PASSAGE TO READ
Mesa (master): nir: Make some notes about fsign versus NaN

Tue Jan 5 02:24:37 UTC 2021

Module: Mesa
Branch: master
Commit: 363efc28234f6086d22270caf582ab5098d74171
URL:    http://cgit.freedesktop.org/mesa/mesa/commit/?id=363efc28234f6086d22270caf582ab5098d74171

Author: Ian Romanick <ian.d.romanick at intel.com>
Date:   Tue Feb 18 10:18:57 2020 -0800

nir: Make some notes about fsign versus NaN

This commit only documents the current behavior, even if that behavior
is not the behavior preferred by the relevant specs.

In SPIR-V, there are two flavors of the sign instruction, and each lives
in an extended instruction set.  The GLSL.std.450 FSign instruction is
defined as:

    Result is 1.0 if x > 0, 0.0 if x = 0, or -1.0 if x < 0.

This also matches the GLSL 4.60 definition.

However, the OpenCL.ExtendedInstructionSet.100 sign instruction is
defined as:

    Returns 1.0 if x > 0, -0.0 if x = -0.0, +0.0 if x = +0.0, or -1.0 if
    x < 0. Returns 0.0 if x is a NaN.

There are two differences.  Each treats -0.0 differently, and each also
treats NaN differently.  Specifically, GLSL.std.450 FSign does not
define any specific behavior for NaN.

There has been some discussion in Khronos about the NaN behavior of
GLSL.std.450 FSign.  As part of that discussion, I did some research
into how we treat NaN for nir_op_fsign, and this commit just captures
some of those notes.

v2: Document the expected behavior of nir_op_fsign more thoroughly.
Suggested by Rhys.  Note that the current implementation of constant
folding does not produce the expected result for NaN.  Suggested by
Caio.

Reviewed-by: Alyssa Rosenzweig <alyssa.rosenzweig at collabora.com> [v1]
Reviewed-by: Caio Marcelo de Oliveira Filho <caio.oliveira at intel.com>
Part-of: <https://gitlab.freedesktop.org/mesa/mesa/-/merge_requests/6358>

---

 src/compiler/nir/nir_opcodes.py       | 15 +++++++++++++++
 src/compiler/nir/nir_opt_algebraic.py |  8 ++++++++
 2 files changed, 23 insertions(+)

DATA ROWS
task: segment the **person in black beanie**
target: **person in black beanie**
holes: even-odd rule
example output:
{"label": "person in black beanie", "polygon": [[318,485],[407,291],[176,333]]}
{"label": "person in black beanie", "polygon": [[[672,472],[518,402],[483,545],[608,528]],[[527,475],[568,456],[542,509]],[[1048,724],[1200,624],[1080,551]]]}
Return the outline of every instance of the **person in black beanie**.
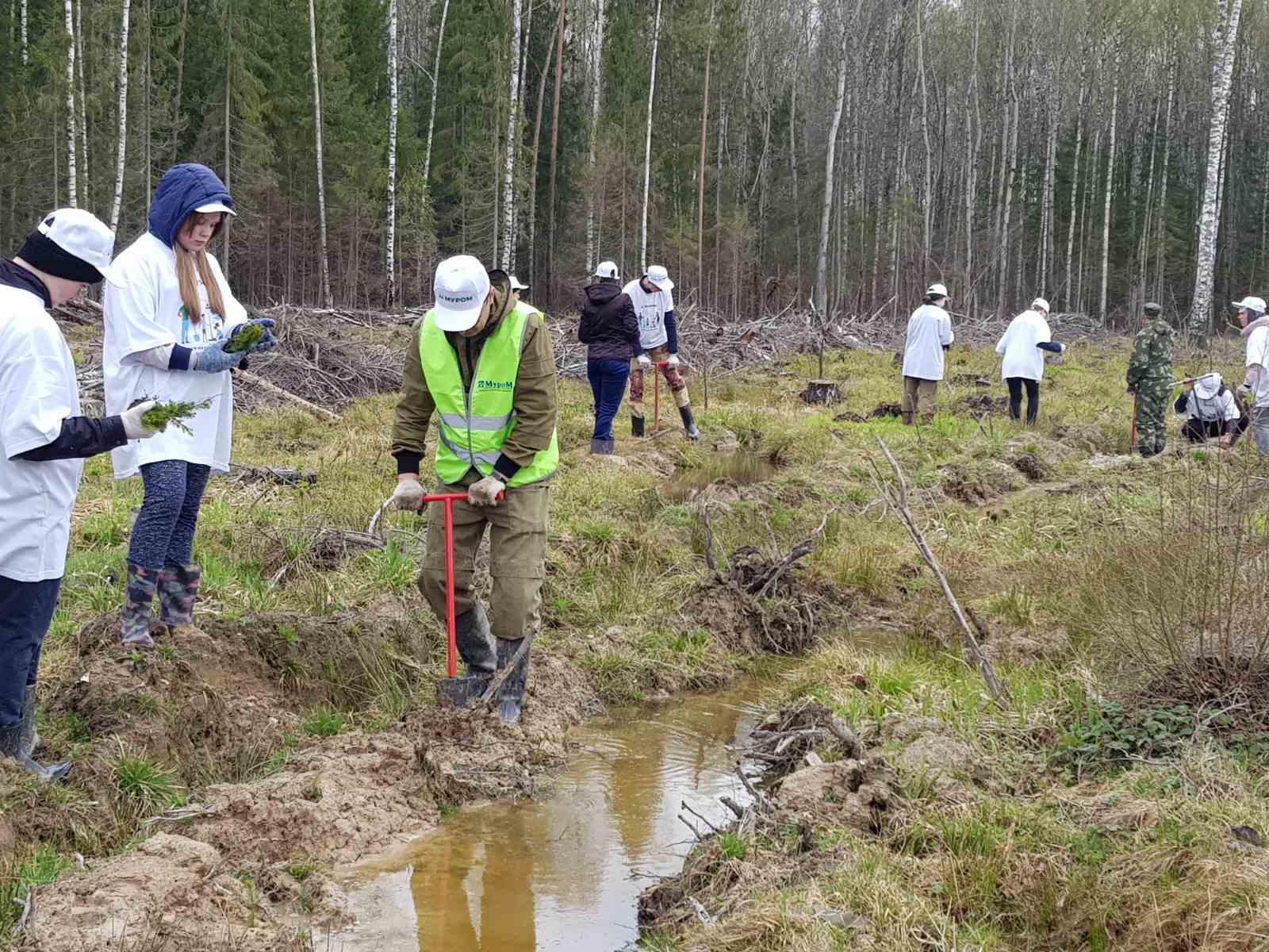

SET EXERCISE A
From the Mesa commit message on fsign and NaN, reproduce the part that opens with the words containing "Returns 1.0 if" and closes with "nir_op_fsign more thoroughly.".
SET EXERCISE B
Translate into Spanish this sentence from the Mesa commit message on fsign and NaN: "This commit only documents the current behavior, even if that behavior is not the behavior preferred by the relevant specs."

EXPECTED ANSWER A
Returns 1.0 if x > 0, -0.0 if x = -0.0, +0.0 if x = +0.0, or -1.0 if
    x < 0. Returns 0.0 if x is a NaN.

There are two differences.  Each treats -0.0 differently, and each also
treats NaN differently.  Specifically, GLSL.std.450 FSign does not
define any specific behavior for NaN.

There has been some discussion in Khronos about the NaN behavior of
GLSL.std.450 FSign.  As part of that discussion, I did some research
into how we treat NaN for nir_op_fsign, and this commit just captures
some of those notes.

v2: Document the expected behavior of nir_op_fsign more thoroughly.

EXPECTED ANSWER B
Este commit solo documenta el comportamiento actual, aunque ese comportamiento no sea el que prefieren las especificaciones pertinentes.